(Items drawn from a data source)
|---|

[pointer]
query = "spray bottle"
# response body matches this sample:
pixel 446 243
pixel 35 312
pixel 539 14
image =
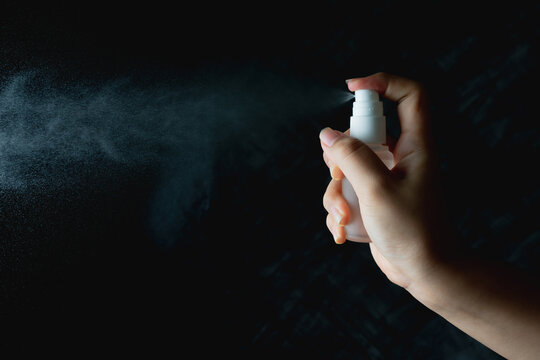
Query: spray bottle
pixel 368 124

|---|

→ **Goal**:
Arrange every line of the data above as a numbered list, skipping blank lines and leaving the pictures out.

→ **Task answer**:
1. [pointer]
2. query = "spray bottle"
3. # response body matches this sample:
4. pixel 446 243
5. pixel 35 312
6. pixel 539 14
7. image =
8. Query: spray bottle
9. pixel 368 124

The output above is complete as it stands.